Recast the entries as a Markdown table with the columns Row and Line, starting with the line that contains "In this exercise you will label the carved marble" and going on through the end of the entries. Leave out blank lines and any pictures.

___ LISTED RECORDS ___

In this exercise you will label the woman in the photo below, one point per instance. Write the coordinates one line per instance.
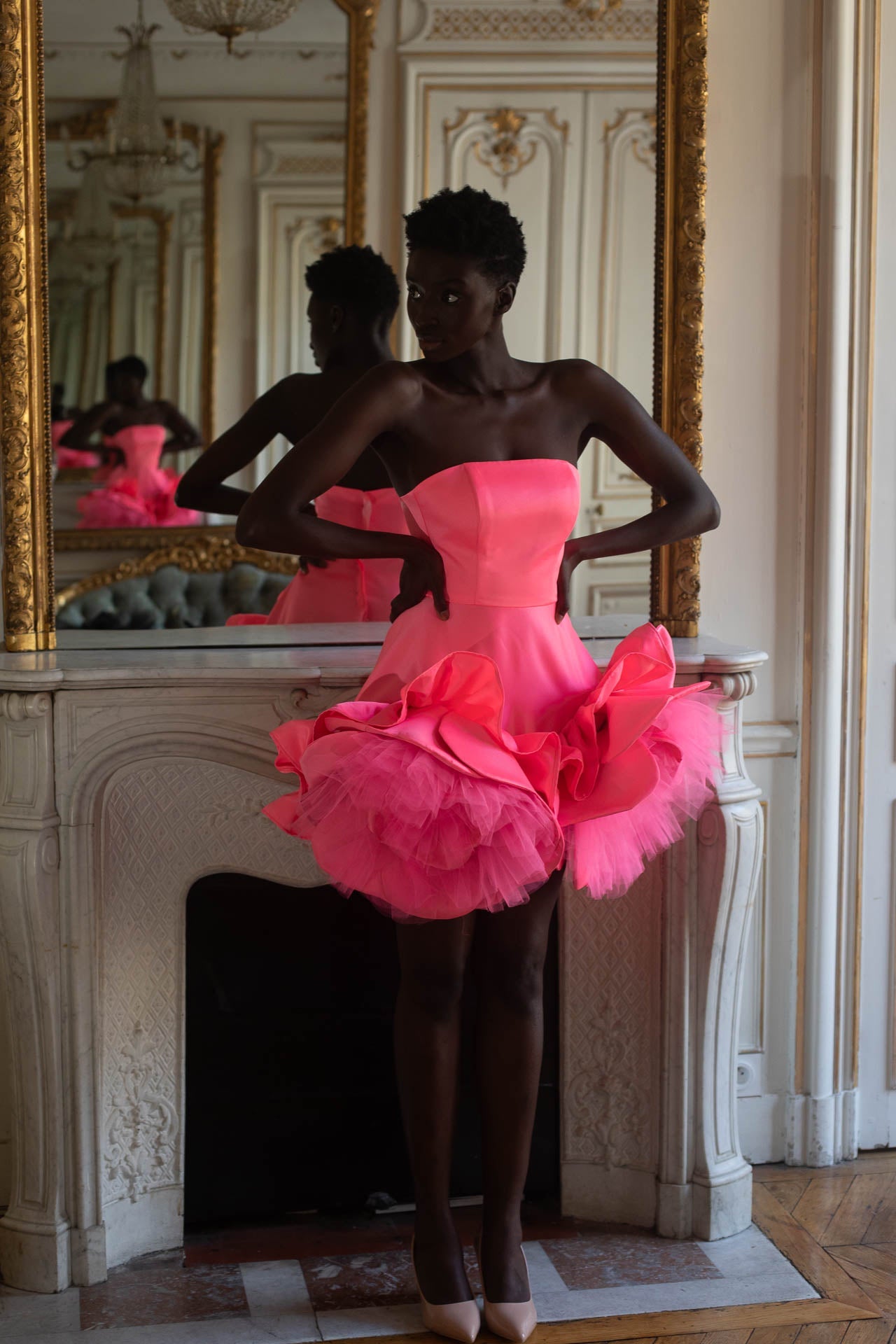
(136, 491)
(485, 750)
(354, 299)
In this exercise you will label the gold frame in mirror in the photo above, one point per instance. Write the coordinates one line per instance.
(88, 127)
(24, 385)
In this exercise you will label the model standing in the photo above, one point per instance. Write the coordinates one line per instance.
(485, 753)
(354, 302)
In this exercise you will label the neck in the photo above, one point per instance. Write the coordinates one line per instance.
(363, 353)
(486, 368)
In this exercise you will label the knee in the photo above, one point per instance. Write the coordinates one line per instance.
(516, 983)
(434, 991)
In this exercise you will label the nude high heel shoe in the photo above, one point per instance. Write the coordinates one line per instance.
(456, 1320)
(511, 1320)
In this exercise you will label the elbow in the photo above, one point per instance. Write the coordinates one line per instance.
(246, 528)
(713, 514)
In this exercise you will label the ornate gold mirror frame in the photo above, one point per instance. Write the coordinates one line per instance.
(681, 230)
(24, 384)
(88, 127)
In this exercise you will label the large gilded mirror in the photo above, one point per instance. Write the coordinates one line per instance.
(264, 162)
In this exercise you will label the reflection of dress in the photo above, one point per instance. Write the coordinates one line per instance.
(485, 750)
(139, 492)
(70, 456)
(346, 590)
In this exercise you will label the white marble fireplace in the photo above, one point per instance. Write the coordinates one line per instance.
(124, 777)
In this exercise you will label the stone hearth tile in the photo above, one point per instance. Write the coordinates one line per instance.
(685, 1296)
(279, 1298)
(163, 1294)
(606, 1260)
(347, 1282)
(746, 1254)
(27, 1315)
(371, 1320)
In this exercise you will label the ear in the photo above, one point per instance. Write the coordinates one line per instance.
(504, 298)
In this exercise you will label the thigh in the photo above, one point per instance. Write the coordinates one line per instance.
(434, 946)
(517, 936)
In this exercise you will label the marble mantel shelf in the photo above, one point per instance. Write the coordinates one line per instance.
(127, 773)
(298, 656)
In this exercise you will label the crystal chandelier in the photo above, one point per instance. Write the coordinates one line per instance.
(232, 18)
(137, 153)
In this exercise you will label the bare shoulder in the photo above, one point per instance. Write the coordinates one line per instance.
(571, 375)
(400, 384)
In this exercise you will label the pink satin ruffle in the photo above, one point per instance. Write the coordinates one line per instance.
(431, 808)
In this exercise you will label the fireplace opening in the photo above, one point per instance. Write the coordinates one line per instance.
(290, 1101)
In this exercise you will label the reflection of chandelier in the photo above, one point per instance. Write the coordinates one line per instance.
(232, 18)
(137, 155)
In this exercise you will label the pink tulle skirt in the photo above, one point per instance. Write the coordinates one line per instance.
(431, 808)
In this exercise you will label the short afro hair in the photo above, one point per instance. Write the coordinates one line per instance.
(358, 279)
(131, 366)
(470, 223)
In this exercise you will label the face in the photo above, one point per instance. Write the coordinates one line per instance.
(451, 304)
(321, 319)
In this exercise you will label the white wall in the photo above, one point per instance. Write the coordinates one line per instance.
(754, 440)
(6, 1101)
(878, 1043)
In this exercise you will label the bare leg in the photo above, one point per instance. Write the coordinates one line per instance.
(428, 1041)
(508, 958)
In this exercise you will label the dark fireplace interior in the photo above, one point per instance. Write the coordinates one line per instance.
(292, 1102)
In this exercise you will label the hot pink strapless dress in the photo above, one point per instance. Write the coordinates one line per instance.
(70, 456)
(346, 590)
(139, 492)
(488, 750)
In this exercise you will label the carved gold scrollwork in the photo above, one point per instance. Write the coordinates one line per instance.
(503, 153)
(362, 22)
(203, 554)
(681, 194)
(27, 505)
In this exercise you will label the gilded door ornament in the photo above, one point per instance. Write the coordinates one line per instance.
(503, 153)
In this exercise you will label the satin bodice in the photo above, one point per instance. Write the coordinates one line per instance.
(500, 527)
(141, 447)
(374, 511)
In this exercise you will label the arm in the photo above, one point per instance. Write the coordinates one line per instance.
(202, 486)
(183, 432)
(89, 424)
(618, 420)
(276, 517)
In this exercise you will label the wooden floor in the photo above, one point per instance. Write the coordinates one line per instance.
(836, 1225)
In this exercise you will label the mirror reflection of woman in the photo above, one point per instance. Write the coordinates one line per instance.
(485, 756)
(136, 432)
(61, 420)
(354, 299)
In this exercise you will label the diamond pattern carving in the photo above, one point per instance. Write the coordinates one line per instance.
(167, 823)
(612, 1023)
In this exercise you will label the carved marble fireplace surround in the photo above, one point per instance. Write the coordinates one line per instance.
(127, 776)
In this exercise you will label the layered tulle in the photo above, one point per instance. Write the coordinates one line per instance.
(431, 808)
(137, 492)
(128, 502)
(343, 590)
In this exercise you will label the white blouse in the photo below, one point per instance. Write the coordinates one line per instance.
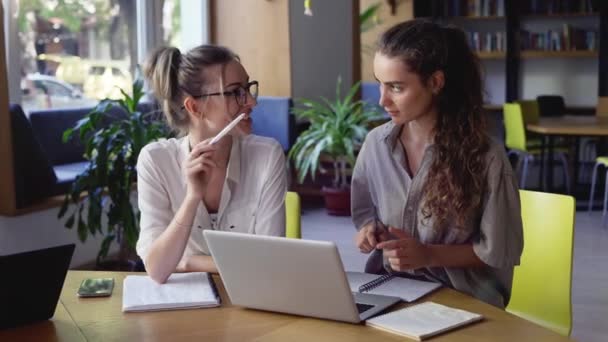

___

**ANSWER BELOW:**
| Row | Line |
|---|---|
| 1 | In this exercise you will label the carved marble fireplace surround in the photo above, one point per instance. Write the coordinates one line per instance. |
| 2 | (127, 776) |
| 3 | In this exercise you will label the layered tulle in the photo above, one point per instance. Write the coordinates one line per instance. |
| 4 | (431, 808) |
| 5 | (137, 492) |
| 6 | (128, 502) |
| 7 | (343, 590) |
| 8 | In this exercise you will label the white blouse in the photo below, one point per instance. Write the coordinates one line per instance. |